──────── Source data
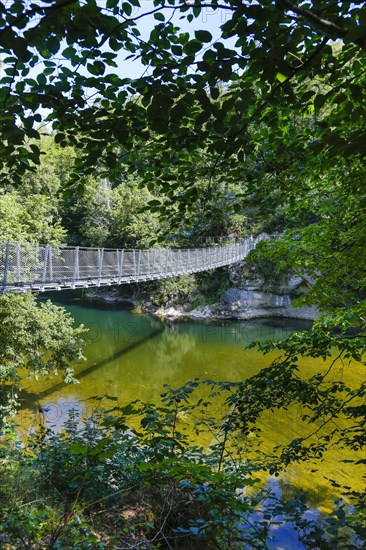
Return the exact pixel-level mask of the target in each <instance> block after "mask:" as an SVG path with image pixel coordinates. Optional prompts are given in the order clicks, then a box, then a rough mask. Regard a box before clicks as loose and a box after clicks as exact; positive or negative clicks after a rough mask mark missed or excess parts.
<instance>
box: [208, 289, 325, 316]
mask: <svg viewBox="0 0 366 550" xmlns="http://www.w3.org/2000/svg"><path fill="white" fill-rule="evenodd" d="M291 304H292V299H291V297H290V296H289V295H288V294H276V293H274V292H268V291H263V290H259V289H250V290H248V289H242V288H230V289H229V290H227V291H226V292H225V294H224V296H223V299H222V303H221V304H217V305H215V306H214V307H213V308H212V309H213V313H216V315H219V316H220V317H234V318H237V319H253V318H259V317H294V318H298V319H314V318H315V317H316V315H317V310H316V308H309V307H301V308H293V307H292V306H291Z"/></svg>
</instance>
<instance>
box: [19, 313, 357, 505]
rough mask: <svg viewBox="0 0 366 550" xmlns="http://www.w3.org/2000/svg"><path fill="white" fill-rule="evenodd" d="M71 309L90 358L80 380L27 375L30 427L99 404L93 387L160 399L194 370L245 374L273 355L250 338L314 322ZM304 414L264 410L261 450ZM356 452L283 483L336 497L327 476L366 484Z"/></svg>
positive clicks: (275, 337)
mask: <svg viewBox="0 0 366 550" xmlns="http://www.w3.org/2000/svg"><path fill="white" fill-rule="evenodd" d="M67 309H68V310H69V311H70V313H71V314H72V315H73V317H74V318H75V320H76V322H78V323H84V324H85V325H86V326H87V327H89V329H90V330H89V343H88V344H87V346H86V349H85V355H86V361H82V362H80V363H79V364H77V365H76V376H77V378H78V380H79V381H80V383H79V384H78V385H65V384H64V383H63V382H62V380H61V378H60V377H54V376H49V377H45V378H42V379H40V380H39V381H34V380H29V381H27V383H26V384H25V391H24V392H23V394H22V400H23V401H22V403H23V409H22V411H21V415H20V421H21V423H22V425H23V426H24V428H25V429H26V428H28V427H29V426H32V425H35V424H36V423H37V422H38V421H39V418H40V415H41V416H42V418H44V419H45V421H46V423H47V424H48V425H52V426H56V427H60V426H61V425H62V424H63V423H64V422H65V420H66V419H67V415H68V412H69V411H70V409H71V408H75V409H76V410H79V411H80V412H81V413H83V412H91V411H92V408H93V407H94V406H95V404H93V403H92V402H90V401H88V399H89V398H90V397H91V396H95V395H110V396H116V397H118V400H119V403H120V404H121V405H123V404H126V403H128V402H130V401H133V400H135V399H140V400H141V401H149V402H155V403H159V402H160V395H161V393H162V392H163V391H164V388H163V386H164V384H168V385H170V386H172V387H179V386H181V385H183V384H185V383H186V382H187V381H188V380H192V379H194V378H196V377H199V378H200V379H211V380H232V381H239V380H243V379H244V378H247V377H249V376H252V375H254V374H256V373H257V372H259V370H260V369H262V368H263V367H264V366H268V364H269V362H270V360H271V358H273V357H274V355H271V354H269V355H267V356H263V355H262V354H260V353H258V352H257V351H256V350H255V349H246V346H247V345H248V344H249V343H250V342H252V341H256V340H267V339H273V338H284V337H285V336H286V335H287V334H289V333H290V332H292V331H293V330H298V329H303V328H306V327H308V326H309V323H306V322H299V321H292V320H291V321H289V320H284V319H281V320H260V321H249V322H248V321H241V322H238V323H235V322H223V323H212V322H211V323H209V322H191V321H180V322H165V323H163V322H162V321H160V320H158V319H156V318H154V317H150V316H145V315H134V314H133V313H131V312H130V311H126V310H121V309H120V308H119V307H115V306H112V307H106V306H105V305H104V306H103V307H100V308H94V307H91V306H90V305H88V304H86V303H83V302H78V303H69V304H68V305H67ZM322 368H324V364H323V363H322V362H321V361H320V362H319V361H314V360H311V359H307V360H304V362H303V369H304V375H306V376H311V375H312V374H314V373H315V372H318V371H319V370H320V369H322ZM339 368H340V369H342V368H344V367H342V366H340V367H339ZM340 373H341V374H342V372H340ZM363 375H364V371H360V369H359V365H358V366H357V368H353V369H352V368H348V369H347V371H345V373H344V376H345V377H347V382H348V383H349V384H350V385H355V384H358V383H359V381H360V380H361V379H362V378H363ZM199 391H201V390H199ZM202 391H203V390H202ZM107 405H108V403H107V402H106V406H107ZM40 410H41V411H42V412H40ZM225 410H226V409H225V408H224V407H223V406H222V404H218V405H217V410H216V411H215V412H216V414H217V415H222V414H223V413H224V412H225ZM301 416H302V411H301V408H300V407H292V408H291V409H290V410H287V411H276V412H275V413H274V412H273V413H272V412H267V413H266V414H265V415H263V418H262V422H261V428H262V435H263V438H262V439H261V443H260V450H261V451H266V450H267V449H268V450H271V449H272V448H273V446H275V445H278V444H281V443H284V442H286V441H288V439H289V438H294V437H298V436H301V435H302V433H303V431H302V430H303V425H302V422H301ZM245 444H246V446H247V449H248V452H252V451H253V452H254V451H255V450H256V448H257V445H258V444H257V441H255V440H253V441H252V440H250V438H249V440H248V441H246V442H245ZM352 458H354V456H351V455H350V453H349V452H348V451H345V450H340V449H334V450H333V451H331V452H329V453H328V454H327V455H326V456H324V457H323V459H322V461H318V462H317V463H311V464H310V463H309V464H308V463H307V464H305V465H301V464H300V465H294V466H292V467H291V468H289V469H288V470H287V471H286V472H285V473H284V474H283V475H282V477H281V484H282V490H284V491H285V490H287V487H292V488H293V487H296V488H298V487H301V488H304V489H305V490H306V491H308V492H309V495H310V497H311V499H312V502H314V504H316V505H319V503H320V502H325V501H328V502H329V500H331V499H332V498H333V496H334V494H335V492H334V488H333V487H332V485H331V482H330V481H329V479H332V478H334V477H337V479H338V480H339V482H340V483H341V484H342V483H345V484H347V485H349V486H352V487H354V488H356V489H357V488H362V486H363V485H362V480H361V479H359V473H358V472H357V470H356V469H355V467H354V466H353V465H352V464H349V463H348V462H347V461H349V460H350V459H352Z"/></svg>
────────────────
## What is required
Reproduce the lines of the listing above verbatim, starting at the line containing "</instance>" and ending at the line containing "positive clicks: (275, 337)".

## Expected answer
</instance>
<instance>
box: [19, 313, 357, 505]
rough mask: <svg viewBox="0 0 366 550" xmlns="http://www.w3.org/2000/svg"><path fill="white" fill-rule="evenodd" d="M71 309L90 358L80 380L27 375L30 427L99 404L93 387L160 399L194 370L245 374L273 355L250 338L314 322ZM304 414L264 410L261 450ZM356 452L283 483L336 497L327 476L366 484Z"/></svg>
positive clicks: (275, 337)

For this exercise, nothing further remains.